**Task:** Continue the Mackey v. Mackey appeals decision from its last sentence, writing the next part of the court's reasoning.

** START OF Passage **

Mackey v. Mackey

Annotate this Case
Mackey v. Mackey 2002 UT App 349 IN THE UTAH COURT OF APPEALS

----ooOoo----

Penny Leona Mackey,
Petitioner and Appellee,

v.

Robert Kenneth Mackey,
Respondent and Appellant.

MEMORANDUM DECISION
(Not For Official Publication)

Case No. 20010013-CA

F I L E D
October 24, 2002 2002 UT App 349 -----

Second District, Farmington Department
The Honorable Darwin C. Hansen

Attorneys:
Candace S. Bridgess, Ogden, for Appellant
Stuwert B. Johnson, Ogden, for Appellee -----

Before Judges Billings, Davis, and Orme.
BILLINGS, Associate Presiding Judge:

In this appeal from a decree of divorce, Robert K. Mackey (Husband) first argues the trial court erred because he should have received half of the Sunset home's (the Home) appreciated equity from the date of the marriage. The trial court specifically found $16,200 of the Home equity to be marital property. The court reached this figure by subtracting the Home's value in 1991 ($72,800), when the parties moved into the Home, from its current value ($89,000). The trial court included this $16,200 in determining the total marital property, which it then evenly divided between the parties. Husband may not attack one discrete part of the property distribution without referencing the entire property division as a whole. Cf.Newmeyer v. Newmeyer, 745 P.2d 1276, 1279 n.1 (Utah 1987). Similarly, Husband's assertion that the trial court erred because it did not "specifically state why the trial court made an unequal division of marital property" is also in error. Again, the property division in this case was equal, in accordance with the general rule regarding marital property. See Bradford v. Bradford, 1999 UT App 373,¶26, 993 P.2d 887 (noting the general rule in divorce proceedings that each party is presumed to be entitled to fifty percent of the marital property).

Next, Husband claims he should have been awarded half of the Home equity from the date of the marriage, as opposed to the date the parties moved into the Home. The record does not support using the date of the marriage rather than the date the parties moved into the Home as the starting point for calculating marital equity. The Home was separate property before that date and the income it produced went to Penny L. Mackey's (Wife) grandparents, who were joint owners with Wife. Further, Husband's claims regarding refurbishing the Home and investing marital funds to improve the Home's value both occurred after the parties moved to Utah in 1991. Under the general rule, Husband is not entitled to any appreciation on the Home prior to the date the parties moved into the Home because it was Wife's separate property. SeeElman v. Elman, 2002 UT App 83,¶18, 45 P.3d 176. The general rule applies unless "the other spouse has by his or her efforts augmented, maintained, or protected the separate property." Dunn v. Dunn, 802 P.2d 1314, 1320 (Utah Ct. App. 1990). After Husband and Wife moved into the Home, Husband's labor added to the Home's value and marital funds were invested in the Home. Thus, the trial court did not abuse its discretion by finding all appreciation in equity while the parties lived in the Home to be marital property. See Schaumberg v. Schaumberg, 875 P.2d 598, 603 (Utah Ct. App. 1994).

** END OF Passage **
** START OF Excerpted data **

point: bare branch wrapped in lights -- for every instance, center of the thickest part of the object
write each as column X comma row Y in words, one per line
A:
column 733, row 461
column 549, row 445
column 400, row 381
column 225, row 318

** END OF Excerpted data **

**Task response:**
Husband next argues the trial court erred when it found that $15,000 in funds were Wife's separate property. The trial court found that Wife received $74,000 in inheritance money, with $24,000 remaining at the time of separation. Of the remaining money, the trial court found $9,000 was commingled with marital funds in a stock account and was therefore marital property. The court determined the remaining balance of $15,000 to be non-marital property, stating: [T]hough it may have been in an account with the Respondent's name on it, the court finds that it is non-marital and specifically finds that the Internal Revenue Service levied against that account for payment of delinquent taxes on the part of the Respondent in the amount of nine thousand six hundred twenty dollars ($9620.00). But following investigation the IRS released the levy on those funds on January 13, 1997, on grounds that the account was non-marital funds and therefore the Court concludes that the fifteen thousand dollars ($15,000.00) or whatever amount is currently left is non-marital funds and not subject to distribution. "[T]o challenge a finding, the party must marshal all evidence supporting the challenged finding and demonstrate how the marshaled evidence is insufficient to support the finding." Schaumberg, 875 P.2d at 603. Husband fails to even mention the evidence concerning the IRS investigation regarding the very same funds. Cf.Marsh v. Marsh, 1999 UT App 14,¶18, 973 P.2d 988 (holding IRS's treatment of payment was evidence of it being a retirement advance). Furthermore, the testimony at trial regarding whether the funds had been commingled was conflicting. Because the trial court "was in a superior position to judge the credibility of the witnesses and to weigh the evidence," we defer to its judgment. Schaumberg, 875 P.2d at 603.

We therefore affirm on all issues.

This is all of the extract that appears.